(The data Opens)

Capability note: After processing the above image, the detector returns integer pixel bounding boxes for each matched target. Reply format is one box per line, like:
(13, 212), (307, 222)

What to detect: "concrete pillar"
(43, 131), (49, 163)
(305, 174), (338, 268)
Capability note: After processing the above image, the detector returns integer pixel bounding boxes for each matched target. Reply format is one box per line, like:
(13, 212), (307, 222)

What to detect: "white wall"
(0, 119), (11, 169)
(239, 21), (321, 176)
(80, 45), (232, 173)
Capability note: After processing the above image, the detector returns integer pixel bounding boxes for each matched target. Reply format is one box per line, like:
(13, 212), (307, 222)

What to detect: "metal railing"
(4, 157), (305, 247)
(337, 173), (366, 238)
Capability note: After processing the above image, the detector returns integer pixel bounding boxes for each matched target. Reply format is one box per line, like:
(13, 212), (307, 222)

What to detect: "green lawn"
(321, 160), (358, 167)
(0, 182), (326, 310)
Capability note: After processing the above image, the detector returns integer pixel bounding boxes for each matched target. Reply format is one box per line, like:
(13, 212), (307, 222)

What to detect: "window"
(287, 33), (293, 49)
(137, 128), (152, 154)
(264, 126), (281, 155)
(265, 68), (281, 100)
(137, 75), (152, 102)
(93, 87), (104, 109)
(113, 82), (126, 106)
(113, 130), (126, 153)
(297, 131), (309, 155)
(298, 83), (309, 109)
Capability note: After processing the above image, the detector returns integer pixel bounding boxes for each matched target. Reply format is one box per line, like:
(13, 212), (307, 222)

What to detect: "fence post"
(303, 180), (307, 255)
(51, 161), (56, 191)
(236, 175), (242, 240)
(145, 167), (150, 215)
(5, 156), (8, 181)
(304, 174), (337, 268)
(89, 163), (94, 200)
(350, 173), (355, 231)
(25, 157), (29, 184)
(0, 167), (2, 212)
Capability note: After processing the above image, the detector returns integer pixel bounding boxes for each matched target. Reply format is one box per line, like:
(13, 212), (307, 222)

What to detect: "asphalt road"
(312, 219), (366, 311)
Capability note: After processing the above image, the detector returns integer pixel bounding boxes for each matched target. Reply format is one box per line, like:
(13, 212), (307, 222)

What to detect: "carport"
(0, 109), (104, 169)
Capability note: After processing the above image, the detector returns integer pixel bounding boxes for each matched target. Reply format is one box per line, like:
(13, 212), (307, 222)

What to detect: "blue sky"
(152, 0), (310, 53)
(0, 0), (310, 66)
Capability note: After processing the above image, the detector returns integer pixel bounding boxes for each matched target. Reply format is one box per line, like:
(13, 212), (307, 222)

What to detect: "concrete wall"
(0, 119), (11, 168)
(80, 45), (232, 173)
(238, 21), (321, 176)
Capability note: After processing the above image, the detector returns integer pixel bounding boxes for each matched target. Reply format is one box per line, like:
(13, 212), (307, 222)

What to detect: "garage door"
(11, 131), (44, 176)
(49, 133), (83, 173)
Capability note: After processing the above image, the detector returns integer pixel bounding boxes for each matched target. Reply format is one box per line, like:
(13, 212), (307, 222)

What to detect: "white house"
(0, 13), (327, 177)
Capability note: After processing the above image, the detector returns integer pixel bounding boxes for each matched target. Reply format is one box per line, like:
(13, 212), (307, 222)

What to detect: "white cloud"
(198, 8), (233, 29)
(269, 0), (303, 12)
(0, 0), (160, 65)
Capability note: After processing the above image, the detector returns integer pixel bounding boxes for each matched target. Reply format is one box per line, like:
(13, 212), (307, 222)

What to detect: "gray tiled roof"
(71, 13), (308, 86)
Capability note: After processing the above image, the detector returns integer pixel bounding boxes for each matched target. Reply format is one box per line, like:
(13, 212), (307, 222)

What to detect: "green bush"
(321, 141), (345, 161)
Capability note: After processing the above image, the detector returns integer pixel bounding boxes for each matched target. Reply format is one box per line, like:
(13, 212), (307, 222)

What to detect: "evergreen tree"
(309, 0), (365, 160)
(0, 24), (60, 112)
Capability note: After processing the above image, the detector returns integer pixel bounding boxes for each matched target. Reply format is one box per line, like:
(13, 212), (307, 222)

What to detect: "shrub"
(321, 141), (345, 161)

(The data Closes)

Write the records above out again, exactly as they are.

Capability note: After processing the above image, the detector returns integer pixel bounding boxes for each matched target. Reply format is one box per line, like:
(13, 212), (307, 222)

What to detect: "concrete pillar"
(43, 131), (49, 163)
(305, 174), (338, 268)
Capability note: After processing the above image, the detector returns integer pixel bounding boxes for each matched target. Reply format is one box per line, like:
(13, 212), (307, 222)

What to detect: "white wall"
(0, 119), (11, 169)
(239, 21), (321, 176)
(80, 45), (232, 173)
Capability note: After processing the above image, the detector returns integer pixel bounding boxes for each matched target. Reply format is one box per line, like:
(13, 212), (307, 222)

What to detect: "metal railing"
(4, 157), (305, 247)
(337, 173), (366, 238)
Capability note: After processing the above image, the detector returns integer pixel bounding boxes for each matched target. Reply format is one box per line, like:
(13, 212), (307, 222)

What to detect: "green lawn"
(321, 160), (358, 167)
(0, 182), (326, 310)
Capability note: After processing the above image, the detector returns integer pixel bounding boxes for each matched target. Reply format is one box per line, like:
(13, 212), (307, 222)

What to detect: "window"
(287, 33), (293, 49)
(137, 128), (152, 154)
(264, 126), (281, 155)
(265, 68), (281, 100)
(137, 75), (152, 102)
(93, 87), (104, 109)
(113, 82), (126, 106)
(113, 130), (126, 153)
(297, 131), (309, 155)
(298, 83), (309, 109)
Capability note: After processing the above image, the detector returns integer pixel bounding boxes for each matched target. Reply format is one box per line, like:
(13, 212), (307, 222)

What to detect: "fence post"
(303, 180), (307, 255)
(51, 161), (56, 191)
(236, 175), (242, 240)
(145, 167), (150, 215)
(5, 156), (8, 181)
(304, 174), (337, 268)
(89, 163), (94, 200)
(350, 173), (355, 231)
(25, 157), (29, 184)
(0, 167), (2, 212)
Capability note: After processing the above image, the detector returns integer pixel bounding boxes for each matched target. Reply format is one box per line, like:
(13, 212), (307, 222)

What to detect: "asphalt road"
(312, 219), (366, 311)
Capability note: After processing the above image, the detector returns integer pixel bounding boxes for each matched target. Reply format is one box per line, like:
(13, 212), (307, 222)

What to detect: "carport"
(0, 109), (104, 169)
Capability note: After processing the above image, the detector returns integer pixel bounding boxes for each matched target. Reply format is one box per line, like:
(13, 212), (307, 222)

What to detect: "blue sky"
(152, 0), (310, 53)
(0, 0), (310, 66)
Capability note: After processing the above image, the detector returns integer pixel bounding boxes for each matched target. Reply format is one box per line, like:
(13, 212), (307, 222)

What to detect: "concrete wall"
(0, 119), (11, 168)
(80, 45), (232, 173)
(238, 21), (321, 176)
Capability note: After processing the above image, the detector returns integer pixel bounding boxes for each matched target. Reply format is one box per line, like:
(13, 212), (307, 222)

What to detect: "garage door"
(11, 131), (44, 176)
(49, 133), (83, 173)
Capability note: After processing the above image, the detector returns integer pixel bounding boxes for each matched target. Reply format is one box per line, like:
(13, 212), (307, 222)

What to detect: "white house"
(0, 13), (327, 177)
Capability note: After processing the above image, the detector returns integer pixel bounding boxes for each matched target. Reply format is one box per line, like:
(13, 212), (307, 222)

What to detect: "white cloud"
(198, 8), (233, 29)
(269, 0), (303, 12)
(0, 0), (160, 65)
Capability note: After processing the above image, the detector returns integer pixel bounding boxes for each matched target. Reply format is one box per line, like:
(13, 212), (307, 222)

What to detect: "gray tiled roof"
(71, 13), (308, 86)
Capability note: After processing the above image, the detector returns integer pixel bounding boxes for each matched target. Reply format is one box per line, like:
(13, 212), (307, 222)

What to detect: "green bush"
(321, 141), (345, 161)
Capability note: After processing the above image, the detector returns integer pixel bounding boxes for each matched target. Reply format is one box per line, like:
(13, 212), (307, 222)

What to detect: "evergreen tree"
(309, 0), (365, 160)
(0, 24), (60, 112)
Capability note: After processing the above image, the detector returns integer pixel bounding boxes for each matched target. Reply format is one box per line, like:
(13, 212), (307, 222)

What to detect: "shrub"
(321, 141), (345, 161)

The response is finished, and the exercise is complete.